### TASK REQUIREMENTS
Please reproduce, exactly and with nothing else, every line from the one containing "Exam Question 7: Identify the whitewashed" through the last line of the records below.
****************
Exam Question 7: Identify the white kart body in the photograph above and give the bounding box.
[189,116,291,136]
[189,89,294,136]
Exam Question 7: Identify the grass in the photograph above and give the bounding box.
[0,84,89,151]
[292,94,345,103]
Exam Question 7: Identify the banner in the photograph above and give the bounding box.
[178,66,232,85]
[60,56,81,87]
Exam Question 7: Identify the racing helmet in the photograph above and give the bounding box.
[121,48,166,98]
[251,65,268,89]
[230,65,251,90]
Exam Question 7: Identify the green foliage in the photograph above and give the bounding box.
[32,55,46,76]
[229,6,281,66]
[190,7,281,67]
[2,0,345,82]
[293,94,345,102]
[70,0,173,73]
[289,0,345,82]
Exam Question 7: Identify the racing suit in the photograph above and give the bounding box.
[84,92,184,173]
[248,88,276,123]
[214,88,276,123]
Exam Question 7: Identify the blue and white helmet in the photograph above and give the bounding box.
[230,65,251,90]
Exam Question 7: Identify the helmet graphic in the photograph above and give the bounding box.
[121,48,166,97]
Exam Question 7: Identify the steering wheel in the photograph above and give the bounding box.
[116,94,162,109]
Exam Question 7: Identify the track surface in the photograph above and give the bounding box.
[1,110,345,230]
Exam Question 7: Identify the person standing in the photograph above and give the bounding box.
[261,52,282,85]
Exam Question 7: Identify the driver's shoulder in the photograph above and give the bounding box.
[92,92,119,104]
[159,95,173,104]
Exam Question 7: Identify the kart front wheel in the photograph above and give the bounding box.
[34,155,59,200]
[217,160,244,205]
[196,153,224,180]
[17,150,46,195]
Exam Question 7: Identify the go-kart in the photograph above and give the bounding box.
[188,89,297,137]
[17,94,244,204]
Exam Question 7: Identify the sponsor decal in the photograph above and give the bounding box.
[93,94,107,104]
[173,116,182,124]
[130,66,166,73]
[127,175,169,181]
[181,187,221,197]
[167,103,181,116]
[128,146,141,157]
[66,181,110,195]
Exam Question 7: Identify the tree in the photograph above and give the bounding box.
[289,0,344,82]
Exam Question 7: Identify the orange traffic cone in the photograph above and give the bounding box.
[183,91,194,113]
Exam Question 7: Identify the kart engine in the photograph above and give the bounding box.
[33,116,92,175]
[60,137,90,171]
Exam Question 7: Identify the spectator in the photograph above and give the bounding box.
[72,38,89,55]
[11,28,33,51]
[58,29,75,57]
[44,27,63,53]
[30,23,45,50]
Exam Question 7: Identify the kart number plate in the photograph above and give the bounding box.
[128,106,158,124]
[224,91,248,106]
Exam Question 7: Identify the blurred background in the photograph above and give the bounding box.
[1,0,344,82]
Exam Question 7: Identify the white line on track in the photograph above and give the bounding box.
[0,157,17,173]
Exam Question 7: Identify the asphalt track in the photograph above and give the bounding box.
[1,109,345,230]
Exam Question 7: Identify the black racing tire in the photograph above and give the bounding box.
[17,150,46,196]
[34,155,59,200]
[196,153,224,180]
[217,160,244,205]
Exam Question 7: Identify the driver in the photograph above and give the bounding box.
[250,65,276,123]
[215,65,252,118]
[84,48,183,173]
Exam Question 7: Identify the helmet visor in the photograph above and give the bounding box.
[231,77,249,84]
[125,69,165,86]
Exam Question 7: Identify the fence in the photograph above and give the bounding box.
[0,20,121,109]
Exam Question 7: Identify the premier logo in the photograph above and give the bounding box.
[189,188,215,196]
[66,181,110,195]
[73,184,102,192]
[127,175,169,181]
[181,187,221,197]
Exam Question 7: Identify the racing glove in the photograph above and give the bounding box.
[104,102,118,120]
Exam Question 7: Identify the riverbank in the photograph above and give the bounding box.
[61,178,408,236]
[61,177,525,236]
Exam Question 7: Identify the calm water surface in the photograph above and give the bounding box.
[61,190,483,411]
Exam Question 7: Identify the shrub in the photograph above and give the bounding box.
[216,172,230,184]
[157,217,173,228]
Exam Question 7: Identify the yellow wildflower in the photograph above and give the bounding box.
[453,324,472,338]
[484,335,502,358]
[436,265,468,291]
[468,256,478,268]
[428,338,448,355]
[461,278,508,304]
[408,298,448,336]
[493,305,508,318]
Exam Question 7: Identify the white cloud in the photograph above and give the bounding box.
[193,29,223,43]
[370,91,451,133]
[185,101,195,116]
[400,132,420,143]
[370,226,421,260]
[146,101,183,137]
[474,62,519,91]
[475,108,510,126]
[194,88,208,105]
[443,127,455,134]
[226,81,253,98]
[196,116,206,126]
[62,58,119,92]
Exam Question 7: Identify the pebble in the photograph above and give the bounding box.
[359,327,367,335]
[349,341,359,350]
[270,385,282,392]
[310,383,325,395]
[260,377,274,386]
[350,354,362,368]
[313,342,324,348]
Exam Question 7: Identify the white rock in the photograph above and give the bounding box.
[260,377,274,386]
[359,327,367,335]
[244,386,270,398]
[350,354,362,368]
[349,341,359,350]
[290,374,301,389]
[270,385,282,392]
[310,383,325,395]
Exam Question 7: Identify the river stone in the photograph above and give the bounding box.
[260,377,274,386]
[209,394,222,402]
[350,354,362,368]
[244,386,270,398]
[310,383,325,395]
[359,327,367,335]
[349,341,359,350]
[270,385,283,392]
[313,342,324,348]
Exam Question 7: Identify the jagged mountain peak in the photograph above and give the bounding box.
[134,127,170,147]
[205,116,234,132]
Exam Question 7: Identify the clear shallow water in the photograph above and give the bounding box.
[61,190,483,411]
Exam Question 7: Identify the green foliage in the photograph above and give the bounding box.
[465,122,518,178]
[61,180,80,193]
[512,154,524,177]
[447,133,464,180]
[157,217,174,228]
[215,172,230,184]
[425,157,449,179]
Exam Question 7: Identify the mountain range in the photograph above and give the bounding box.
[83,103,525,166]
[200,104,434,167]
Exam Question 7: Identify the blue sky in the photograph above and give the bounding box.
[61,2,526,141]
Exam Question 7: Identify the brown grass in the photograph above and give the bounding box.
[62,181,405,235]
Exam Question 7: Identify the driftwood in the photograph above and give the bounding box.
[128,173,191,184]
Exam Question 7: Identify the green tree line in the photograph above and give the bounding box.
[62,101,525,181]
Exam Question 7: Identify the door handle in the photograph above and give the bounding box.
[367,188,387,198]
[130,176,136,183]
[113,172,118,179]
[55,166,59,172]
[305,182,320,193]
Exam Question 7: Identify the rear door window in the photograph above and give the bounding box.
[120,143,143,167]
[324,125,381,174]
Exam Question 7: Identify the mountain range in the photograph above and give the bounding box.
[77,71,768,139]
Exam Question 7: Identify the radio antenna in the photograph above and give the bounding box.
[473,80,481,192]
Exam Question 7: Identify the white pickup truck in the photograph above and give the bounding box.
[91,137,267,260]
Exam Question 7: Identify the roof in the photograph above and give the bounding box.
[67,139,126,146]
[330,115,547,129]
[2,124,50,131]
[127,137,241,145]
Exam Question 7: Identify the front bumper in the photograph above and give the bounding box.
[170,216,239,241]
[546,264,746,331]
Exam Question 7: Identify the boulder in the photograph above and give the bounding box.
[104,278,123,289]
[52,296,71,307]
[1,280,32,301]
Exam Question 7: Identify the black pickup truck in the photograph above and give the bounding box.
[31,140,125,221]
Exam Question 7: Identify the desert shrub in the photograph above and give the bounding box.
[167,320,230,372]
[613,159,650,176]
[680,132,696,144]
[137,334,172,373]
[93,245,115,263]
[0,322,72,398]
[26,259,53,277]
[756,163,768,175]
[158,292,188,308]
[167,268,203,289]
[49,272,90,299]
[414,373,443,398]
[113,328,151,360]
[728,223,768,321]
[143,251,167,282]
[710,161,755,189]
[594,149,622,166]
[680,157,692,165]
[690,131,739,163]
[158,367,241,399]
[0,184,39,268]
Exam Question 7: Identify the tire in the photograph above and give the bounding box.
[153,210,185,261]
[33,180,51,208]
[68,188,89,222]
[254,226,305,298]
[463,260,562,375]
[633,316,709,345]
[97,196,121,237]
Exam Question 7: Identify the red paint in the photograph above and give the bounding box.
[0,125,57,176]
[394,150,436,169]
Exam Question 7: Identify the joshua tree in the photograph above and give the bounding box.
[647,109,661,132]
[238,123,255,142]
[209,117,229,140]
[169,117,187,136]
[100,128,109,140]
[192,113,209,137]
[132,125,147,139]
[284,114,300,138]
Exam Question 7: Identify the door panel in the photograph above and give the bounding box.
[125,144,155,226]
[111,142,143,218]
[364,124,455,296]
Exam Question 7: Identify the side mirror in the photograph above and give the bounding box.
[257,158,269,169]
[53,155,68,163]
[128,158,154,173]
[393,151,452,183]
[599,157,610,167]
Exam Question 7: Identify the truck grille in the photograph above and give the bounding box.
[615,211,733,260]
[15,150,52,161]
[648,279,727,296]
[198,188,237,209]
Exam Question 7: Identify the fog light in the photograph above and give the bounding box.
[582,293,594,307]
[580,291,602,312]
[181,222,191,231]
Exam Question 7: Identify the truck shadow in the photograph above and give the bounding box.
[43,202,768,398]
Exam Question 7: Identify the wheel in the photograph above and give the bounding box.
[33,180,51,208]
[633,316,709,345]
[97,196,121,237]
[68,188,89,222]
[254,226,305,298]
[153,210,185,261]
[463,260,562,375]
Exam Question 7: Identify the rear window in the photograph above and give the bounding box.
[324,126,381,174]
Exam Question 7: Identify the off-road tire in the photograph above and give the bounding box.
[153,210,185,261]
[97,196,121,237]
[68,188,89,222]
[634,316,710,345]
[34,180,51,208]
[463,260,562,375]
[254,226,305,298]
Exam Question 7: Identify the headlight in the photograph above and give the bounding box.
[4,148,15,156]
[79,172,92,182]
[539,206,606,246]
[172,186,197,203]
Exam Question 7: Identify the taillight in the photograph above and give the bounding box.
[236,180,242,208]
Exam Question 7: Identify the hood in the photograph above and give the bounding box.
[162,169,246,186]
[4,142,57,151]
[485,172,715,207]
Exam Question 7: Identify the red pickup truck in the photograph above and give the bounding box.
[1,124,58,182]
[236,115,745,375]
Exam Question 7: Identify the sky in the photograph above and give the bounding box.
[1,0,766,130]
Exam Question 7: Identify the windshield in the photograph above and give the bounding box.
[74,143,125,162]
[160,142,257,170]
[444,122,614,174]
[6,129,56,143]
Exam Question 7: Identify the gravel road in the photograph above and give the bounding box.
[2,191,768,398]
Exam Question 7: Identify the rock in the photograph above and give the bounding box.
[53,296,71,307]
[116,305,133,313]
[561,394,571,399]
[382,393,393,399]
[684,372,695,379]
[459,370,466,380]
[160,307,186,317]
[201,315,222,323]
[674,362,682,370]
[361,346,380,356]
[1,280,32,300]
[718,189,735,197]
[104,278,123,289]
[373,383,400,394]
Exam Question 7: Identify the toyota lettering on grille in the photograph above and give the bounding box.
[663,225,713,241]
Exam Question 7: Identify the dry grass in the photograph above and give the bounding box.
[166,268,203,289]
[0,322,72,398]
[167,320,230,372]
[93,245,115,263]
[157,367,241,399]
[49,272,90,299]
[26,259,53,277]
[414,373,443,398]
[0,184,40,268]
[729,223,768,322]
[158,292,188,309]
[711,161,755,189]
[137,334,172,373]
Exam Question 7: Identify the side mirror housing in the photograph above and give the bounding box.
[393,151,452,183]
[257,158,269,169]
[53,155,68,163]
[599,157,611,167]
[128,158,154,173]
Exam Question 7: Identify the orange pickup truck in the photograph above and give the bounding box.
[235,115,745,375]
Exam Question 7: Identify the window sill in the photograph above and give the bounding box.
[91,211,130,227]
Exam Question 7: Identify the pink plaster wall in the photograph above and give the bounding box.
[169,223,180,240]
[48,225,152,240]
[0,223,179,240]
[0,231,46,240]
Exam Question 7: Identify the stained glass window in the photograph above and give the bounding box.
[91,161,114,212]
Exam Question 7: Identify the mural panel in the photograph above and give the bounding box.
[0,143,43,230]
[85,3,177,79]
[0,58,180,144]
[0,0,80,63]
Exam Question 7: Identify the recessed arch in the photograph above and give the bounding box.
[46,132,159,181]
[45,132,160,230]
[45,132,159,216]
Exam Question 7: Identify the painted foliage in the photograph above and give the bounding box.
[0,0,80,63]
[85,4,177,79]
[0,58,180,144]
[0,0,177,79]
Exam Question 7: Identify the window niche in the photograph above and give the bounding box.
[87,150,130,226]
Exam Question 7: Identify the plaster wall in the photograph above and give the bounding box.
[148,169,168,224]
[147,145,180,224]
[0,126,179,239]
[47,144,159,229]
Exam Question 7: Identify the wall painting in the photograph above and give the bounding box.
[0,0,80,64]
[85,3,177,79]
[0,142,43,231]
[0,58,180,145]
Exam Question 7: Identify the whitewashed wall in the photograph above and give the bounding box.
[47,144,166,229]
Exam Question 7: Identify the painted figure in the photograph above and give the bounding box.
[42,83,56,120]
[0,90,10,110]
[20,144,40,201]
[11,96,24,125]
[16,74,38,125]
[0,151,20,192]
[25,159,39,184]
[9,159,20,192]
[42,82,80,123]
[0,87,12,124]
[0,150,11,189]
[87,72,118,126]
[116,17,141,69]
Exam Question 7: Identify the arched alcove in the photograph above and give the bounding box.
****************
### YOUR SOLUTION
Exam Question 7: Identify the whitewashed wall in the photograph above and give the bounding box.
[47,144,166,229]
Exam Question 7: Identify the painted figure in the photograph above and give the bounding box.
[42,83,56,120]
[0,90,10,110]
[20,144,40,201]
[11,96,24,125]
[16,74,38,125]
[0,151,20,192]
[25,159,39,184]
[9,159,20,192]
[42,82,80,123]
[0,87,12,124]
[0,150,11,189]
[87,72,118,126]
[116,17,141,69]
Exam Question 7: Identify the arched alcove in the photograph above and give the bounding box.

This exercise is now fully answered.